**Text passage**
◇ ◇ ◇ ◇ ◇ ◇ ◇

A few weeks ago, I posted my list of my all time favorite TV comedies. Now I am going to offer up my all favorite TV dramas. This list was actually harder than the first. Dramas, as a television genre, have changed so much over the decades. With the emergence of cable and premium cable, the creators of dramas have so much more leeway in what they can get away with. Raw, gritty, sometimes brutal, realism is the norm as opposed to the campy, dated dramas of the past.
Dramas also are more difficult to follow than comedies. Unlike their funny counterparts, dramas don’t sell as well on DVDs, especially the older programs. It is not near as easy to go back and watch episodes of older dramas in syndication. The options are slimmer.
One more consideration – my age. I just don’t remember many dramas prior to 1980. I was too young to stay up and watch the 9 p.m. (Central Time) programs. I remember my parents watching detective shows like Mannix, Columbo, and Kojak, but remember few specifics. Programs like The Waltons and Little House on the Prairie were about as dramatic as I got as a young child. Also, I was in high school and college for the whole decade of the1980s and watched very little television during that time, except for some very specific shows. Unlike comedies, some of those older dramas weren’t being shown on late night TV for me to see and enjoy for the first time. Therefore, almost all of my entries are post-1990. I also believe modern dramas are just better, especially those on cable and premium cable. They have a sense of realism that just hasn’t been copied as well on network television.

◇ ◇ ◇ ◇ ◇ ◇ ◇

Boundary labeling items

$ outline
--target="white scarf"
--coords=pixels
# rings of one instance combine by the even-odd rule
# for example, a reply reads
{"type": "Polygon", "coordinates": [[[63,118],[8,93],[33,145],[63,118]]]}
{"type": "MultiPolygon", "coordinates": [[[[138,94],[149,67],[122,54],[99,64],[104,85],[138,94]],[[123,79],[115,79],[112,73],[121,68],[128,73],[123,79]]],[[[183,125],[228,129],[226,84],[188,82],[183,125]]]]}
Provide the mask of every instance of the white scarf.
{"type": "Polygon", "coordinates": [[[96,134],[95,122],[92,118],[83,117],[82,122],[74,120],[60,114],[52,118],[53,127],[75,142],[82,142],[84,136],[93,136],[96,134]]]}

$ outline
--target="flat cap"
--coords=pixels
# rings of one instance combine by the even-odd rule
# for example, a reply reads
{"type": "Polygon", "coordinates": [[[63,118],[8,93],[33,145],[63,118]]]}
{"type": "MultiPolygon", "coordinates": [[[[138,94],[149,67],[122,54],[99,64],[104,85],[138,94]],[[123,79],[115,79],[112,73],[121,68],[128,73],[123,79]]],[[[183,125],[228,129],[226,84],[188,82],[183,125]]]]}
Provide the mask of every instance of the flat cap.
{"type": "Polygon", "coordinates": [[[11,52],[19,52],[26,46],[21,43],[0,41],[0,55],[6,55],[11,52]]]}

◇ ◇ ◇ ◇ ◇ ◇ ◇

**To do**
• 1. Name every television program mentioned in the passage about favorite TV dramas.
• 2. Copy down the passage about favorite TV dramas from "A few weeks" to "of the past.".
Rely only on the passage about favorite TV dramas.

**Answers to the problems**
• 1. Mannix, Columbo, Kojak, The Waltons, Little House on the Prairie

• 2.
A few weeks ago, I posted my list of my all time favorite TV comedies. Now I am going to offer up my all favorite TV dramas. This list was actually harder than the first. Dramas, as a television genre, have changed so much over the decades. With the emergence of cable and premium cable, the creators of dramas have so much more leeway in what they can get away with. Raw, gritty, sometimes brutal, realism is the norm as opposed to the campy, dated dramas of the past.